▶ _Task prompt_
Give back exactly the lines from the one holding "Exercise. Mark the stretched" to the last line of the entries, both included, and nothing more.

Dataset excerpts:
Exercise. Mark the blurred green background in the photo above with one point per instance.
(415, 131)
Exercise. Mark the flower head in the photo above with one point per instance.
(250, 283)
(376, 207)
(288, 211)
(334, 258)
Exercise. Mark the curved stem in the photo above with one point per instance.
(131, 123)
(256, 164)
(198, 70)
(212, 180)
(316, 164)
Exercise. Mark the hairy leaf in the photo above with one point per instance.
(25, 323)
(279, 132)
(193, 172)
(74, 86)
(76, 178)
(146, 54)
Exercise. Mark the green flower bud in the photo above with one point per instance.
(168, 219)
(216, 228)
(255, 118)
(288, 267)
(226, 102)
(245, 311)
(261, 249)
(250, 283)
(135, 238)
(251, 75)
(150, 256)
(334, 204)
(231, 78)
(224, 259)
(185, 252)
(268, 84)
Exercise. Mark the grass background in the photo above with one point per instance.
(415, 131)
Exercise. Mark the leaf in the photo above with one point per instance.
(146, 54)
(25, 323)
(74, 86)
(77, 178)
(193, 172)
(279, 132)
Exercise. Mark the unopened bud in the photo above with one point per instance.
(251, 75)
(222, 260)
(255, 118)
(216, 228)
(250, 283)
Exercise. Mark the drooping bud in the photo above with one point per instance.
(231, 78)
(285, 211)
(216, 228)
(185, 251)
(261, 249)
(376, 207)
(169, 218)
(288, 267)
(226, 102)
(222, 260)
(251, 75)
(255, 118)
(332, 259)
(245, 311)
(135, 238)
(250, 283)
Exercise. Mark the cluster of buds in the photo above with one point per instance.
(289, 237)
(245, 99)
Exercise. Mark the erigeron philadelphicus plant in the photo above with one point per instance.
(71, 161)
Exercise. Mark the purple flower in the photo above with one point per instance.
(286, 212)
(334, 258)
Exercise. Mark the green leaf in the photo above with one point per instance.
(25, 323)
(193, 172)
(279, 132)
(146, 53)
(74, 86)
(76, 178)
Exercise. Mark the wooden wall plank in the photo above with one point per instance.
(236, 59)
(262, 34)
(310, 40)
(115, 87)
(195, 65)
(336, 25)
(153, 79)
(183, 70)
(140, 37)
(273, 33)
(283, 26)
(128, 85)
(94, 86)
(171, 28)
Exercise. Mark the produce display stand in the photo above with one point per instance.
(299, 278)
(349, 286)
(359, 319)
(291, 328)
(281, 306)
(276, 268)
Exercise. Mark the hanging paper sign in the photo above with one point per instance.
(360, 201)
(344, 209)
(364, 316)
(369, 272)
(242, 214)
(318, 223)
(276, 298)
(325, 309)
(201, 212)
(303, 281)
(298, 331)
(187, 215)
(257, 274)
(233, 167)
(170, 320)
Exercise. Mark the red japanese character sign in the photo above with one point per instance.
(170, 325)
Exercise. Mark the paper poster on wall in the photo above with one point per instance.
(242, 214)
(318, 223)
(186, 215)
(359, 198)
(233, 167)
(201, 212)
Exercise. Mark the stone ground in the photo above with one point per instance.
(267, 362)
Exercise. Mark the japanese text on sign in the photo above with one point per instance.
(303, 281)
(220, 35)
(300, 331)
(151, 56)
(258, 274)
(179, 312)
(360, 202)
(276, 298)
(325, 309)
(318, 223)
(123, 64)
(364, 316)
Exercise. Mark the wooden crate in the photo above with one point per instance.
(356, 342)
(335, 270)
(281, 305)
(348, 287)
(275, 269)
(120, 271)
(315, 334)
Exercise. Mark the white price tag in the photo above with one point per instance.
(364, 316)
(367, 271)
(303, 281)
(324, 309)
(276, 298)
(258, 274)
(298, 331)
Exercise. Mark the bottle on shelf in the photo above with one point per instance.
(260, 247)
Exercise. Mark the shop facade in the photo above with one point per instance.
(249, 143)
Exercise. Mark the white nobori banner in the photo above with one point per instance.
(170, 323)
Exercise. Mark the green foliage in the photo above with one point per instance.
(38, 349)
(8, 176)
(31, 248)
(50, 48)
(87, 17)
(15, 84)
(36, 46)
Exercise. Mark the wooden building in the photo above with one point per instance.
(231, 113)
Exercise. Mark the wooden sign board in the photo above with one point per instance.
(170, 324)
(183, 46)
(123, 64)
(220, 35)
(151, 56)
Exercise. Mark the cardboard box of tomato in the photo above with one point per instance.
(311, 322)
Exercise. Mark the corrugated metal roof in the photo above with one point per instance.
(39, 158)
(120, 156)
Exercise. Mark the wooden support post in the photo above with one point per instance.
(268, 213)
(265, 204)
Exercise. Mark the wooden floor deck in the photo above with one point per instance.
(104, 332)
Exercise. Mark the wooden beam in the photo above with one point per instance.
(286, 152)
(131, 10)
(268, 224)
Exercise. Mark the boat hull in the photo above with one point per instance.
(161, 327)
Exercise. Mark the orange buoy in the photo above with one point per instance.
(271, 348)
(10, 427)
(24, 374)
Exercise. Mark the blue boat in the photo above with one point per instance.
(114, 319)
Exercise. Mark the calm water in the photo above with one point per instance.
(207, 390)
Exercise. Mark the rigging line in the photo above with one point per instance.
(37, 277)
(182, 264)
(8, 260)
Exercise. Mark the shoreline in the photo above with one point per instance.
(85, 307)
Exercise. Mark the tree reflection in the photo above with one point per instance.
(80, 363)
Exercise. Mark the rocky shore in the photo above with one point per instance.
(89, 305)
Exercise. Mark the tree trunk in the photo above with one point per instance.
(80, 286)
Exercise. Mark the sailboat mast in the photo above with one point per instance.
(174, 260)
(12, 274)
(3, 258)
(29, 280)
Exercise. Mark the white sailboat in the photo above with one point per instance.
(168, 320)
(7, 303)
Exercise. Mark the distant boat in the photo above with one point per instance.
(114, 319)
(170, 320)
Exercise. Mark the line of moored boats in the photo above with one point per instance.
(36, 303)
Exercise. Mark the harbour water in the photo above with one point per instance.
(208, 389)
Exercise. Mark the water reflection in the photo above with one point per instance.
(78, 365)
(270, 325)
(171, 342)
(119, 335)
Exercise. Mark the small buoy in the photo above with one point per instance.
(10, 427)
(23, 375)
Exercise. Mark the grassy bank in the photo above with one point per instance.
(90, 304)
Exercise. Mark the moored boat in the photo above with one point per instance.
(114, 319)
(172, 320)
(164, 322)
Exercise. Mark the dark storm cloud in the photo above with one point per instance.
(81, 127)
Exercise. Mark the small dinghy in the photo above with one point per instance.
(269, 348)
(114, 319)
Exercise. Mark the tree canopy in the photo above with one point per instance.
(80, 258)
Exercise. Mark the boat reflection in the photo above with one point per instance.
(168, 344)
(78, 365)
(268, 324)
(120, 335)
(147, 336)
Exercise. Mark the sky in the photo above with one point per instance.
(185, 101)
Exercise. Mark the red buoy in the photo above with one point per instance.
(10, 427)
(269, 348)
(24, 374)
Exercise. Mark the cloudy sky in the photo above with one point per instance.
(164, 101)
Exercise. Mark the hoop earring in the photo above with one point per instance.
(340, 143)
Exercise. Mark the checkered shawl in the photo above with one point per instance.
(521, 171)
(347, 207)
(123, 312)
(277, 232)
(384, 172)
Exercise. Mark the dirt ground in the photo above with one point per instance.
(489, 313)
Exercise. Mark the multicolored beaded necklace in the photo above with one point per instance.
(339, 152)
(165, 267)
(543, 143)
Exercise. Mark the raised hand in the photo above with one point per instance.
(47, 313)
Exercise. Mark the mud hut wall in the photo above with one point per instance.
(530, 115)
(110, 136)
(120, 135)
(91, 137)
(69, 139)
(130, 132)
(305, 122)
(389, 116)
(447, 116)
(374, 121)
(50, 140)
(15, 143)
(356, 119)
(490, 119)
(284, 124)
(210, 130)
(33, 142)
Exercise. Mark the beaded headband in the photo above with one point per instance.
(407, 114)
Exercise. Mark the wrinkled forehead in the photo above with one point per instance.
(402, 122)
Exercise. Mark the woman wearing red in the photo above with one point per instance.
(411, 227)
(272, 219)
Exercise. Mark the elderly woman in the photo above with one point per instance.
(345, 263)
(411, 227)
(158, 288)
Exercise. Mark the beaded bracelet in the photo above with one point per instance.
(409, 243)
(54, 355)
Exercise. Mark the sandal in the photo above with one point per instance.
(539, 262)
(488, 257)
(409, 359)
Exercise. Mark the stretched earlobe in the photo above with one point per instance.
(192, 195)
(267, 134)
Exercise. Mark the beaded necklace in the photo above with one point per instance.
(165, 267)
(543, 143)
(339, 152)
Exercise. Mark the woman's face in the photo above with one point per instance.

▶ _Exercise response_
Exercise. Mark the stretched earlobe in the photo above with one point per instance.
(192, 195)
(267, 134)
Exercise. Mark the beaded necklace in the photo above with one point per instance.
(165, 267)
(543, 143)
(339, 152)
Exercise. Mark the woman's face in the photo above with one point per instance.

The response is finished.